▸ **SET EXERCISE**: Gather each line of the records below that contains the string "suit", and copy those lines in full.
# RECORDS FOR THE EXERCISE start
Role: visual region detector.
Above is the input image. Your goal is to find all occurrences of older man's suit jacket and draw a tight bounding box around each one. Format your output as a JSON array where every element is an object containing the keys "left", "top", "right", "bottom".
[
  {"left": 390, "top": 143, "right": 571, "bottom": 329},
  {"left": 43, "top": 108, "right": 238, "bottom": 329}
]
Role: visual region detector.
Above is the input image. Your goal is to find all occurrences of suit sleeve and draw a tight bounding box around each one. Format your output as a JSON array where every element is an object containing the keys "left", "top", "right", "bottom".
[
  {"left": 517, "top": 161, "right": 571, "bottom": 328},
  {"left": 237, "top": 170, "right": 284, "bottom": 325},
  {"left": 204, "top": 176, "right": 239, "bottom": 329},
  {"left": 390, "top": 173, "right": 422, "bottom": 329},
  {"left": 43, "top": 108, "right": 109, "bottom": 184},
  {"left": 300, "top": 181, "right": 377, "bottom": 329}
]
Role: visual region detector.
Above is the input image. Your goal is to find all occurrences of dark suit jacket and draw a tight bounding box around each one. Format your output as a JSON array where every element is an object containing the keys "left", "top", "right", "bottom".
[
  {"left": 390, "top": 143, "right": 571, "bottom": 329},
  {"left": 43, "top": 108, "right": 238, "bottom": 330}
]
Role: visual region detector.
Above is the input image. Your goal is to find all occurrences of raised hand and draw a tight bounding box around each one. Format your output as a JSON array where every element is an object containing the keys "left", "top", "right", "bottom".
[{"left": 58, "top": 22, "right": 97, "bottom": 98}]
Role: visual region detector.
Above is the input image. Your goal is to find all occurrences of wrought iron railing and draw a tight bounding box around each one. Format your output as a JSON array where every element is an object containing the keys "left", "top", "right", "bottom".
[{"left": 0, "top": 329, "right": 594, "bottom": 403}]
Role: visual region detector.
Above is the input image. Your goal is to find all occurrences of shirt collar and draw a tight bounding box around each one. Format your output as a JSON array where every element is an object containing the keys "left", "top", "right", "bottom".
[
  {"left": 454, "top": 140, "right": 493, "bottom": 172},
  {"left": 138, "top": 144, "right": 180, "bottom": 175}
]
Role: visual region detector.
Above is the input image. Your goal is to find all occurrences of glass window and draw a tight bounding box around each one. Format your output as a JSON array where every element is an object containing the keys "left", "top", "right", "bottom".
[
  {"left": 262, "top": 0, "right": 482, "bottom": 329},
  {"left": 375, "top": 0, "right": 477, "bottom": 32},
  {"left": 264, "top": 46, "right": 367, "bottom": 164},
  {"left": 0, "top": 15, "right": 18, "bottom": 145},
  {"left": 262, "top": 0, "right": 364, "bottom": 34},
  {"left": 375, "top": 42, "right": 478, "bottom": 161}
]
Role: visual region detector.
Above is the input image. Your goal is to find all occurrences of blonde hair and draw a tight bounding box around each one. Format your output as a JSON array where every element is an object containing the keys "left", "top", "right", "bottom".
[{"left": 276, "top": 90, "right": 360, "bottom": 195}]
# RECORDS FOR THE EXERCISE end
▸ **THE REPLY**:
Above is the input image. Your goal is to find all occurrences of older man's suit jacket and draw a tight bounding box around each one. Format your output as a JSON array where every element is an object containing the keys "left", "top", "right", "bottom".
Above is the input image. Your goal is to find all occurrences of suit sleeve and draw a tight bounding box around each one. Format your output as a JSON array where every element is an object containing the keys "left", "top", "right", "bottom".
Above is the input image. Your goal is to find all occurrences of dark suit jacket and draw a tight bounding box around each one. Format your output as a JSON array where every element is an object containing the keys "left", "top", "right", "bottom".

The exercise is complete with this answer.